> [Exercise task 1] Reproduce the stretch of the forum post on clearing device errors from "- Maybe in reply" through "Alpha VMS system.", switching "venue" to "newsgroup" wherever it occurs.
> [Exercise task 2] According to the forum post on clearing device errors, what does CLEAR_ERRORS do?

> [Given passage]
........
Re: How to clear device errors w/o reboot?
norm.raphael_at_metso.com
Date: 02/23/05
- Next message: Dave Froble: "Re: Field name nomenclature (L, W, B etc)"
- Previous message: JLR: "Re: How to clear device errors w/o reboot?"
- Maybe in reply to: bob_at_instantwhip.com: "How to clear device errors w/o reboot?"
- Next in thread: JLR: "Re: How to clear device errors w/o reboot?"
- Reply: JLR: "Re: How to clear device errors w/o reboot?"
- Messages sorted by: [ date ] [ thread ] [ subject ] [ author ]
Date: Wed, 23 Feb 2005 11:41:57 -0500
ZDEC has been superseded by CLEAR_ERRORS (which AFAIK is less
likely to crash systems).
I don't remember where I got it, but the heads-up came from this
venue.
$ type aaareadme.txt
CLEAR_ERRORS clears the device error count on an Alpha VMS system.
........
> [Data section]

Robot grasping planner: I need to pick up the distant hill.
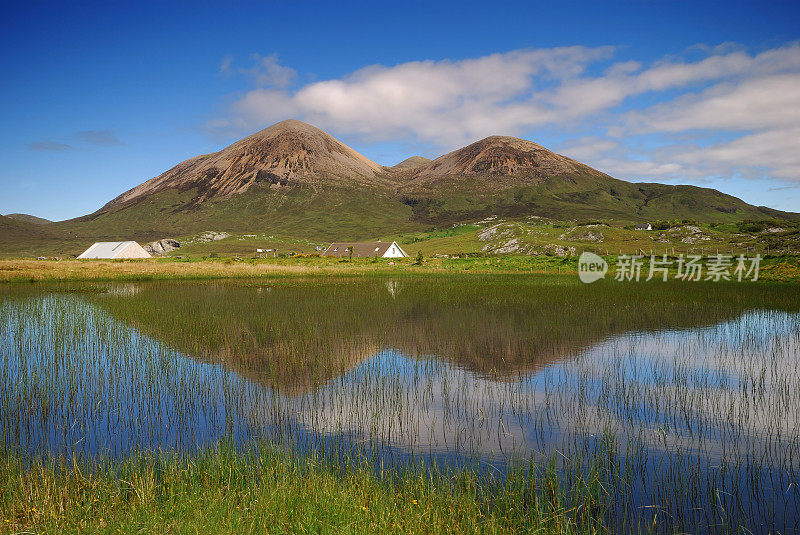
........
> [Full output 1]
- Maybe in reply to: bob_at_instantwhip.com: "How to clear device errors w/o reboot?"
- Next in thread: JLR: "Re: How to clear device errors w/o reboot?"
- Reply: JLR: "Re: How to clear device errors w/o reboot?"
- Messages sorted by: [ date ] [ thread ] [ subject ] [ author ]
Date: Wed, 23 Feb 2005 11:41:57 -0500
ZDEC has been superseded by CLEAR_ERRORS (which AFAIK is less
likely to crash systems).
I don't remember where I got it, but the heads-up came from this
newsgroup.
$ type aaareadme.txt
CLEAR_ERRORS clears the device error count on an Alpha VMS system.

> [Full output 2] It clears the device error count on an Alpha VMS system.